这个过程最后的结果貌似没有记录,,有待以后测试

2.2.3、把原来集群的云主机冷迁移到新创建的集群二

另一种冷迁移方式类似于vmware workstation中虚拟机的迁移一样

实例处理:

实例选择linux的系统,在系统中

创建目录、编辑文件,迁移后查看创建的目录和修改的文档是否正常

迁移之前关闭要迁移的实例

查看实例所在目录下的文档信息

[[email protected] 2dccde39-31a4-48d5-8f62-0f963ffec481_copy]# ll

total 6896

-rw-r-----. 1 root root       1 Apr 30 10:18 console.log

-rw-r--r--. 1 root root 7536640 Apr 30 10:18 disk

-rw-r--r--. 1 root root      79 Apr 30 10:18 disk.info

-rw-r--r--. 1 root root    1635 Apr 30 10:18 libvirt.xml

[[email protected] 2dccde39-31a4-48d5-8f62-0f963ffec481_copy]# qemu-img convert -O qcow disk disk4

把镜像disk4拷贝到YUN-11上(YUN-11是YUN-17所在集群的控制节点)

数据记录 —
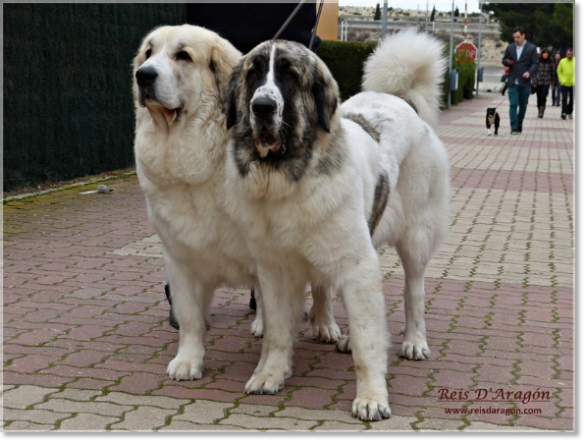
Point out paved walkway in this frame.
[3,93,574,431]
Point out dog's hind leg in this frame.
[395,174,450,360]
[397,236,431,360]
[166,259,214,380]
[309,283,342,343]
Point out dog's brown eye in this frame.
[283,71,297,82]
[175,51,191,62]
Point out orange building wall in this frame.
[316,0,339,40]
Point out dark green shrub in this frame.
[317,41,376,100]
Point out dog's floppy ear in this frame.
[210,37,242,103]
[226,61,242,129]
[311,59,338,132]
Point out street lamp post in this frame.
[448,0,454,109]
[476,0,484,95]
[382,0,389,40]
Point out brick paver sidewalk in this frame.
[3,94,574,430]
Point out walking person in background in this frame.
[503,26,539,135]
[551,52,562,106]
[558,48,576,120]
[532,49,555,118]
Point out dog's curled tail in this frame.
[362,28,447,127]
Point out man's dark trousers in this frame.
[508,85,531,129]
[562,86,574,115]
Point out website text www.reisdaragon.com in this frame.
[444,406,541,416]
[438,388,551,416]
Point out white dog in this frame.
[133,25,340,380]
[225,31,449,420]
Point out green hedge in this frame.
[317,41,376,100]
[3,3,182,191]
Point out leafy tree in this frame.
[483,3,574,49]
[374,3,381,20]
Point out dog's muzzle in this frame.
[135,66,181,126]
[251,97,277,119]
[250,96,281,158]
[136,66,159,88]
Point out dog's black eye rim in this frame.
[175,51,191,62]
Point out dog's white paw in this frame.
[336,335,352,354]
[352,397,391,421]
[167,356,203,380]
[309,308,342,343]
[401,338,431,360]
[250,315,264,337]
[244,371,285,395]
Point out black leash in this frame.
[273,0,324,49]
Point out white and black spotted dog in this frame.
[224,31,450,420]
[486,108,501,135]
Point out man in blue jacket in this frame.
[503,26,539,135]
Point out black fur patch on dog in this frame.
[368,173,391,237]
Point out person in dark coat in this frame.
[503,26,539,135]
[551,52,562,106]
[532,49,556,118]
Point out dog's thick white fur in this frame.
[362,28,446,128]
[225,32,450,420]
[133,25,341,380]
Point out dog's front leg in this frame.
[309,283,342,343]
[166,259,214,380]
[244,262,306,394]
[336,249,391,421]
[250,283,264,337]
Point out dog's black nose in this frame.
[136,66,159,87]
[252,97,277,117]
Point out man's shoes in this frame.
[165,283,179,330]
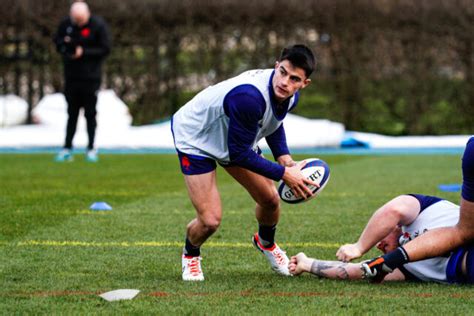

作业要求 —
将上方关于云主机冷迁移的原文完整抄录一遍，一字不改。

作答结果 —
这个过程最后的结果貌似没有记录,,有待以后测试

2.2.3、把原来集群的云主机冷迁移到新创建的集群二

另一种冷迁移方式类似于vmware workstation中虚拟机的迁移一样

实例处理:

实例选择linux的系统,在系统中

创建目录、编辑文件,迁移后查看创建的目录和修改的文档是否正常

迁移之前关闭要迁移的实例

查看实例所在目录下的文档信息

[[email protected] 2dccde39-31a4-48d5-8f62-0f963ffec481_copy]# ll

total 6896

-rw-r-----. 1 root root       1 Apr 30 10:18 console.log

-rw-r--r--. 1 root root 7536640 Apr 30 10:18 disk

-rw-r--r--. 1 root root      79 Apr 30 10:18 disk.info

-rw-r--r--. 1 root root    1635 Apr 30 10:18 libvirt.xml

[[email protected] 2dccde39-31a4-48d5-8f62-0f963ffec481_copy]# qemu-img convert -O qcow disk disk4

把镜像disk4拷贝到YUN-11上(YUN-11是YUN-17所在集群的控制节点)